Textauszug:
######
Endlich wurde Ferdinand von Schirachs Prozessdrama "Terror" auch im öffentlich-rechtlichen Auftrag gesendet.

Ein deutscher Kampfpilot hat einen Lufthansa-Airbus abgeschossen, um, wie er meint, schlimmeres Unheil abzuwenden. Jetzt wird ihm der Prozess gemacht. Schuldig? Staatsanwältin (Martina Gedeck) und Verteidiger (Lars Eidinger) ringen um Lufthoheit im Gerichtssaal.

Foto: ORF/Degeto/Julia Terjung

Nie ward Graueres gesehen als diese Berliner Prozessbühne. Nietenlöcher perforieren den Beton. Die Gesichter der Prozessteilnehmer gehören Menschen, die verdorbenen Fisch genossen haben. Hinter dem Richter und seinen Beisitzern entfaltet der Reichstag seine fahle, unwirkliche Pracht. Unwillkürlich denkt man an den Film "Der Untergang".

Wird jetzt wohl Bruno Ganz in den Zeugenstand gerufen? Wird er vor Zorn überkochen und mit greiser Zitterhand ein paar Bleistifte zerbrechen? Es geht dann sehr viel gesitteter zur Sache.
######
Aufgaben:
a. Nennen Sie alle Personen, die im Textauszug mit vollem Namen genannt werden.
b. Schreiben Sie aus dem Textauszug alles ab, was von „Wird jetzt wohl“ bis einschließlich „gesitteter zur Sache.“ reicht, ohne ein Wort zu ändern.

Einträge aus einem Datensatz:
######
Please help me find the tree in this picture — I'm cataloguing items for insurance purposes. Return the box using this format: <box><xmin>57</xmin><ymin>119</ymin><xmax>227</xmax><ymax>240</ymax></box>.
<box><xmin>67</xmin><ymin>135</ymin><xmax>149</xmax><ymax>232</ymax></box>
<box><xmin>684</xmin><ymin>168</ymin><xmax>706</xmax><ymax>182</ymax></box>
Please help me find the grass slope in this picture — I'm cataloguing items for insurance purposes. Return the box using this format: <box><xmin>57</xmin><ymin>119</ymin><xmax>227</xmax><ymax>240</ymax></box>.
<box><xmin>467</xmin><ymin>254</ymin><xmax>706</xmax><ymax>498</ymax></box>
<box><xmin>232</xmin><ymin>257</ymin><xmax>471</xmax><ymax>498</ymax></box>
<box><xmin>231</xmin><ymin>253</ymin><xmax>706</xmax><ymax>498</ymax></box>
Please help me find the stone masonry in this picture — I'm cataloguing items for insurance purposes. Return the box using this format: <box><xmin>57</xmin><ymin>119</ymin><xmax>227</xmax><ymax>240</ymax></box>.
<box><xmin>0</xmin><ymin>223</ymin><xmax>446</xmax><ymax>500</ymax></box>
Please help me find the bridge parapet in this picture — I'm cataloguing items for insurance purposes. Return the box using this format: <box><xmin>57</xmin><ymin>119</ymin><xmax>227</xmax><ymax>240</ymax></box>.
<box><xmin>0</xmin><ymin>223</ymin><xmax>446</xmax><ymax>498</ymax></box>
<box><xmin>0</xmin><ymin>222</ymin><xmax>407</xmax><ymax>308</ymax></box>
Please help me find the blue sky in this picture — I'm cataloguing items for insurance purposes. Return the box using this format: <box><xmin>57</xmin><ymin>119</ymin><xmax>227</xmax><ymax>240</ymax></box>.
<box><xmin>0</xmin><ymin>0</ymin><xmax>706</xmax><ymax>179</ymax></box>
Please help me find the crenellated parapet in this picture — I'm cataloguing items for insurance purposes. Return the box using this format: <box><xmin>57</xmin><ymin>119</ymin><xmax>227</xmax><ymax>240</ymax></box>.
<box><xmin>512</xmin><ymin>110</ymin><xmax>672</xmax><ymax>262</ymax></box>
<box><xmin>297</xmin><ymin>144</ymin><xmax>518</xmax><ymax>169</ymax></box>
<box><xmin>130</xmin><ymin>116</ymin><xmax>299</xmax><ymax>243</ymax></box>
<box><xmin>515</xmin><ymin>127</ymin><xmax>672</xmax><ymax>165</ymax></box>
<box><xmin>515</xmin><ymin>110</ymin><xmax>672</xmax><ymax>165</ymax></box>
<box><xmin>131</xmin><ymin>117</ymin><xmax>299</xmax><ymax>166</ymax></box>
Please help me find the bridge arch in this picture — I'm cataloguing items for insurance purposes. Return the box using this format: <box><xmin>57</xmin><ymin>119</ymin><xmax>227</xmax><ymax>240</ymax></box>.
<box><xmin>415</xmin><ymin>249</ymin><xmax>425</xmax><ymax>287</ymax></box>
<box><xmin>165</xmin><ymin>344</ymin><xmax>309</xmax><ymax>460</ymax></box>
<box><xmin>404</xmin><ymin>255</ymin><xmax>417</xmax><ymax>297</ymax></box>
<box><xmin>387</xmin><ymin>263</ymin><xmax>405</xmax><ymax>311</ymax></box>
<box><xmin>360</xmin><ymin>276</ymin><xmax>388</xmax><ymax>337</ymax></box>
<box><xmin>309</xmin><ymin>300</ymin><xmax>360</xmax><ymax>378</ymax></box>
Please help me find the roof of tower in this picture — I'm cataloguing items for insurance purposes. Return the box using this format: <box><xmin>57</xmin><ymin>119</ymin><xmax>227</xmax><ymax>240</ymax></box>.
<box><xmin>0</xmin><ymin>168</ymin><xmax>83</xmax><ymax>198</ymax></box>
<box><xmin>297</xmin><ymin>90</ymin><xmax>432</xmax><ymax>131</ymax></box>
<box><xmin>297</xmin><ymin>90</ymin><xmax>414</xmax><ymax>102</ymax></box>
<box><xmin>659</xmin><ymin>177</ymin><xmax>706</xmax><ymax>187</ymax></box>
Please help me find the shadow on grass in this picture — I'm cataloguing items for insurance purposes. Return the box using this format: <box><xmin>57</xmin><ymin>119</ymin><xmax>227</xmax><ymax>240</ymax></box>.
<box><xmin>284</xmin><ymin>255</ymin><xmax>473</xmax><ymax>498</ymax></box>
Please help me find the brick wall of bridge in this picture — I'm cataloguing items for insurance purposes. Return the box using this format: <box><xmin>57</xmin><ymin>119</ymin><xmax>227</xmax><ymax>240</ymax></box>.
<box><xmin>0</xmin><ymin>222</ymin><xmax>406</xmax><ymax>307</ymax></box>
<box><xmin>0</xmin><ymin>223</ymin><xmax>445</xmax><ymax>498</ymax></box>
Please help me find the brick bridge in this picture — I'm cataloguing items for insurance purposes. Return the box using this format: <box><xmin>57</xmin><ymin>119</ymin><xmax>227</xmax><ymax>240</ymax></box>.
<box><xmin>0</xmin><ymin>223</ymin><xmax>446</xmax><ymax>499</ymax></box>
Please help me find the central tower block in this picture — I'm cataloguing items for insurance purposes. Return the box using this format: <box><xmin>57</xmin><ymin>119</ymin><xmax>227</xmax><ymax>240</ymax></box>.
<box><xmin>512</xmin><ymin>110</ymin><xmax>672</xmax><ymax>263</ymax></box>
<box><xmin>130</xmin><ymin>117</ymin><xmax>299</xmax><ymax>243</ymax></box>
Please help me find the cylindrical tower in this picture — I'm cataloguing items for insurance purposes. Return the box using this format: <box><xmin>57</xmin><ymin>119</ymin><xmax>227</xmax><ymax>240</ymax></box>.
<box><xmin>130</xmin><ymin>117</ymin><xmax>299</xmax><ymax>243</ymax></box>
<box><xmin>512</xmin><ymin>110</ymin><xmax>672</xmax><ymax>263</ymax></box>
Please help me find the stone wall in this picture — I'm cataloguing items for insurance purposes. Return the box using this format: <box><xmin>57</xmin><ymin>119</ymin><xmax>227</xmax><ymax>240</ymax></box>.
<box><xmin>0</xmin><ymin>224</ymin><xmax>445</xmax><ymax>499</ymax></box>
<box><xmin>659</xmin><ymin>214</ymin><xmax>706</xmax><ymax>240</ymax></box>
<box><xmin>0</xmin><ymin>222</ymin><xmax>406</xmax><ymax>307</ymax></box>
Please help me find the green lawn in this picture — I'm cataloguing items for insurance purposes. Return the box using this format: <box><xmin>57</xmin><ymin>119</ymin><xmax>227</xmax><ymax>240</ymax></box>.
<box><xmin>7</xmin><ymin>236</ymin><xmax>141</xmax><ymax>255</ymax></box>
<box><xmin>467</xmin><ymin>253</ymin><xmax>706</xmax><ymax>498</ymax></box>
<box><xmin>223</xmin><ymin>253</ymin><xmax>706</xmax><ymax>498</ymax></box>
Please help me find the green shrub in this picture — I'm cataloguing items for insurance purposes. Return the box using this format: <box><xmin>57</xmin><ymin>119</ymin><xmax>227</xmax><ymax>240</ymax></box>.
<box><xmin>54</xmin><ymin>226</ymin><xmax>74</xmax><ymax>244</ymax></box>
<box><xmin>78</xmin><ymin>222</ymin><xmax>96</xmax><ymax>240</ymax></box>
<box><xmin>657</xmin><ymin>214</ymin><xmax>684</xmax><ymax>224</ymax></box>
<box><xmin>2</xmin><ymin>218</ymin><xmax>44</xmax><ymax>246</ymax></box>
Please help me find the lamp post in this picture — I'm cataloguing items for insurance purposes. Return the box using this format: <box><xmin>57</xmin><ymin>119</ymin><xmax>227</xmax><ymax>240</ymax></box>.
######
Lösungen:
a. Ferdinand von Schirach, Martina Gedeck, Lars Eidinger, Julia Terjung, Bruno Ganz

b.
Wird jetzt wohl Bruno Ganz in den Zeugenstand gerufen? Wird er vor Zorn überkochen und mit greiser Zitterhand ein paar Bleistifte zerbrechen? Es geht dann sehr viel gesitteter zur Sache.